What to produce -
Reproduce the records below exactly as they appear.

#### Task material ####

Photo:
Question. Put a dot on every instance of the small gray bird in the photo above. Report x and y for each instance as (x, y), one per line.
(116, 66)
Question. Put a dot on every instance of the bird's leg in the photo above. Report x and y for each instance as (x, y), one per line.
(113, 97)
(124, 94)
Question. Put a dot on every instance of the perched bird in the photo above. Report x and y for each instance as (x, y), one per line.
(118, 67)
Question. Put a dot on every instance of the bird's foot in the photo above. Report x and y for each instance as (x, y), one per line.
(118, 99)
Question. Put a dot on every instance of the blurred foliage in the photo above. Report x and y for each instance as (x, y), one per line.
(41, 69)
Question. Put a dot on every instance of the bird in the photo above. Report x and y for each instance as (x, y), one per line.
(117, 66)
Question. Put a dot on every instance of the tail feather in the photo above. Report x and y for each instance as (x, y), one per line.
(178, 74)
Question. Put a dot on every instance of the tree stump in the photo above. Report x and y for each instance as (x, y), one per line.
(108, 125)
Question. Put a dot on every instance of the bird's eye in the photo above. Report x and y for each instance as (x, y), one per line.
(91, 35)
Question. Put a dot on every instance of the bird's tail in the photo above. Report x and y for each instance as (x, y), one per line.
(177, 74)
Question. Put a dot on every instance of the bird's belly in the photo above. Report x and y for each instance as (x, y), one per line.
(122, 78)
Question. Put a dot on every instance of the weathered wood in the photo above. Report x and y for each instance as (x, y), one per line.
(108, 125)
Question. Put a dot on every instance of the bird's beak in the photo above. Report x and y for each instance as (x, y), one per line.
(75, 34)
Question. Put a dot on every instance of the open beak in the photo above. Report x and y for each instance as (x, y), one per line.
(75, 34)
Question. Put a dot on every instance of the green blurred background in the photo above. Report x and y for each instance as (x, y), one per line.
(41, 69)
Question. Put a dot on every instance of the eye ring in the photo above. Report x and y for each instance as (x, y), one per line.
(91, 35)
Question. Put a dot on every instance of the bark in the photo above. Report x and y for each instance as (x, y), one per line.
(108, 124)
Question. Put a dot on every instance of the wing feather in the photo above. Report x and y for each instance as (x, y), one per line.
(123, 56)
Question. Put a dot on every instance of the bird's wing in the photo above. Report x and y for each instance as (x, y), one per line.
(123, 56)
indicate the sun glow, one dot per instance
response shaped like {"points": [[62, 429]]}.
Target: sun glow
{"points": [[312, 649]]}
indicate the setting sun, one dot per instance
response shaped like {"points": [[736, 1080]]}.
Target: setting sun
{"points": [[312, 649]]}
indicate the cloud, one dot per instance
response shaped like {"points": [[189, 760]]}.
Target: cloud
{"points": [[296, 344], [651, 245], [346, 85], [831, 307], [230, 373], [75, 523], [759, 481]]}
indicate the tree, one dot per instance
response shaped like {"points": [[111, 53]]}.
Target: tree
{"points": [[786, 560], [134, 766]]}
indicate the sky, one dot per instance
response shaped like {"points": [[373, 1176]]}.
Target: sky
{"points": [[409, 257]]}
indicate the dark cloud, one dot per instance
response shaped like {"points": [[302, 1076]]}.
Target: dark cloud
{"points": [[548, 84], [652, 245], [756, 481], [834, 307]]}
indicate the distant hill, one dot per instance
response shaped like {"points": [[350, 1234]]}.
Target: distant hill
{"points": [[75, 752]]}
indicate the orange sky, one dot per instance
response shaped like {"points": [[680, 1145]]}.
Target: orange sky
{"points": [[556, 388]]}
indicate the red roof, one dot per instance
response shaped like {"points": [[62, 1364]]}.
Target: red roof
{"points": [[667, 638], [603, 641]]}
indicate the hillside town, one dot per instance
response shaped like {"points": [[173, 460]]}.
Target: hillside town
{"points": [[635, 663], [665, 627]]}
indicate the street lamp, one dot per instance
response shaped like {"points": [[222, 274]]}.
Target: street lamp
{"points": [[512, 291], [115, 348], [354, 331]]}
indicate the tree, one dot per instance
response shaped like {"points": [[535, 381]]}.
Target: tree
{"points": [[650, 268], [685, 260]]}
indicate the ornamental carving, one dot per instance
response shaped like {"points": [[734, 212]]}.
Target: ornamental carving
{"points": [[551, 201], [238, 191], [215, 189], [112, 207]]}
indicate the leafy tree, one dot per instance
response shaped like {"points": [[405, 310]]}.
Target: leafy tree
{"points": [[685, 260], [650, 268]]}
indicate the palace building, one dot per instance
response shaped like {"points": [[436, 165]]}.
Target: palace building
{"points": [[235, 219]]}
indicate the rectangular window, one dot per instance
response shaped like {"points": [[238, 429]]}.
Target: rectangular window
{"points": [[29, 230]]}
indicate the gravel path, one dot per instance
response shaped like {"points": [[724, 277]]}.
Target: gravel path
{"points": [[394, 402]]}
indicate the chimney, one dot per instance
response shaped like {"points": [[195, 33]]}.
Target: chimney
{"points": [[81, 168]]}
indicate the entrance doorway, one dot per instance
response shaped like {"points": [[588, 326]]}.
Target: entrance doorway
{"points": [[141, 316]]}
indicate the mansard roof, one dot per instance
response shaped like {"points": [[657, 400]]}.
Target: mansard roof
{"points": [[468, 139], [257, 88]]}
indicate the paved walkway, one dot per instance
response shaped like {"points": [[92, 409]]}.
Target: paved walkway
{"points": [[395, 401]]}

####

Answer to the task -
Photo:
Question. Put a dot on every instance of the small gray bird in the photo above. Report x and y for each instance as (x, y), one per line.
(116, 66)
Question. Put a dot on every instance of the bird's leg in the photo above. Report x and y for each instance as (x, y), one per line.
(113, 97)
(124, 94)
Question. Put a dot on every instance of the perched bird in the photo above. Report x and y for each instance as (x, y), one per line.
(118, 67)
Question. Put a dot on every instance of the bird's foot in the photo above. Report x and y for each instance as (x, y), one per line.
(118, 99)
Question. Put a dot on every instance of the blurred foliage in the photo above. Report x and y for each instance as (x, y), one per line.
(41, 69)
Question. Put a dot on every instance of the bird in the photo above. Report x and y for each instance as (x, y), one per line.
(117, 66)
Question. Put a dot on every instance of the tail feather in the photo above. Report x and y for each instance as (x, y), one per line.
(178, 74)
Question. Put a dot on every instance of the tree stump in the photo above. Report x and y for each instance as (x, y), one per line.
(108, 125)
Question. Put a dot on every instance of the bird's eye in the photo above. Report x and y for each instance as (x, y), one per line.
(91, 35)
Question. Put a dot on every instance of the bird's tail in the photo above. Report x and y for each instance as (x, y), one per line.
(177, 74)
Question. Put a dot on every instance of the bird's belly in the photo above. Report x and y for each instance as (x, y), one per line.
(122, 78)
Question. Put a dot on every instance of the weathered wood in the photo above. Report x and y for each instance as (x, y), one per line.
(108, 125)
Question. Put a dot on every instance of the bird's beak in the photo above. Report x and y for each instance as (x, y), one per line.
(75, 34)
Question. Put a dot on every instance of the open beak in the photo above. Report x and y for each instance as (x, y), one per line.
(75, 34)
Question. Put a dot on every instance of the green blurred background in the photo above. Report x and y for each instance as (x, y), one per line.
(41, 69)
Question. Put a dot on every instance of the eye ring in the photo above. Report x and y for each instance as (x, y), one per line.
(91, 35)
Question. Put a dot on every instance of the bark in the photo above. Report x and y for each instance as (x, y), one per line.
(108, 124)
Question. Put a dot on every instance of the wing feather in the photo above. Report x and y for each instance as (x, y), one per line.
(123, 56)
Question. Put a dot on every instance of the bird's wing in the photo above. Report x and y for each instance as (x, y), one per line.
(123, 56)
indicate the sun glow, one dot per instance
response shaped like {"points": [[62, 429]]}.
Target: sun glow
{"points": [[312, 649]]}
indicate the setting sun, one dot per instance
response shaped like {"points": [[736, 1080]]}.
Target: setting sun
{"points": [[312, 649]]}
indicate the cloud, one dot per instance
response shaped like {"points": [[189, 760]]}.
Target: cloud
{"points": [[296, 344], [651, 245], [346, 85], [831, 307], [230, 373], [75, 523], [759, 481]]}
indicate the tree, one dot per instance
response shaped like {"points": [[111, 53]]}.
Target: tree
{"points": [[786, 560], [134, 766]]}
indicate the sky, one dot per instance
response shaped like {"points": [[373, 1176]]}.
Target: sky
{"points": [[409, 257]]}
indicate the dark cloud, one dot per instance
response shaped like {"points": [[302, 1076]]}.
Target: dark cloud
{"points": [[548, 84], [652, 245], [756, 481], [834, 307]]}
indicate the distant hill, one dot per instance
response shaped like {"points": [[350, 1234]]}.
Target: distant hill
{"points": [[75, 752]]}
indicate the orange sky, one dot per instance
response shaped like {"points": [[680, 1145]]}.
Target: orange sky
{"points": [[556, 388]]}
indicate the red roof, one dot per instance
response shaped like {"points": [[62, 1364]]}.
Target: red roof
{"points": [[667, 638], [603, 641]]}
indicate the hillside town, one dot per instance
response shaped like {"points": [[173, 460]]}.
Target: hillside town
{"points": [[635, 663], [665, 627]]}
indicate the street lamp, one dot per instance
response shaped like {"points": [[222, 274]]}.
Target: street lamp
{"points": [[512, 291], [115, 348], [354, 331]]}
indicate the tree, one dot per instance
response shaped like {"points": [[535, 381]]}.
Target: tree
{"points": [[650, 268], [685, 260]]}
indicate the ornamental carving, one dot per instance
response shaped like {"points": [[734, 212]]}.
Target: ornamental carving
{"points": [[551, 201], [238, 191], [215, 189], [112, 207]]}
indicate the leafy tree, one dot per instance
response shaped like {"points": [[405, 310]]}.
Target: leafy tree
{"points": [[685, 260], [650, 268]]}
indicate the palace building, one dot per instance
response shaped like {"points": [[436, 165]]}.
Target: palace building
{"points": [[235, 219]]}
indicate the rectangular window, one dot per instance
response shaped like {"points": [[238, 429]]}.
Target: rectangular window
{"points": [[29, 230]]}
indicate the gravel path, one dot per instance
response shaped like {"points": [[724, 277]]}.
Target: gravel path
{"points": [[394, 402]]}
indicate the chimney, one dot per instance
response shaped like {"points": [[195, 33]]}.
Target: chimney
{"points": [[81, 168]]}
indicate the entrance doorway, one dot per instance
response shaped like {"points": [[588, 326]]}.
Target: entrance doorway
{"points": [[141, 316]]}
indicate the mansard roof, one dot per instance
response shaped like {"points": [[657, 400]]}.
Target: mansard roof
{"points": [[468, 139], [257, 88]]}
indicate the paved walkway, one dot per instance
response shaped like {"points": [[92, 409]]}.
Target: paved walkway
{"points": [[395, 401]]}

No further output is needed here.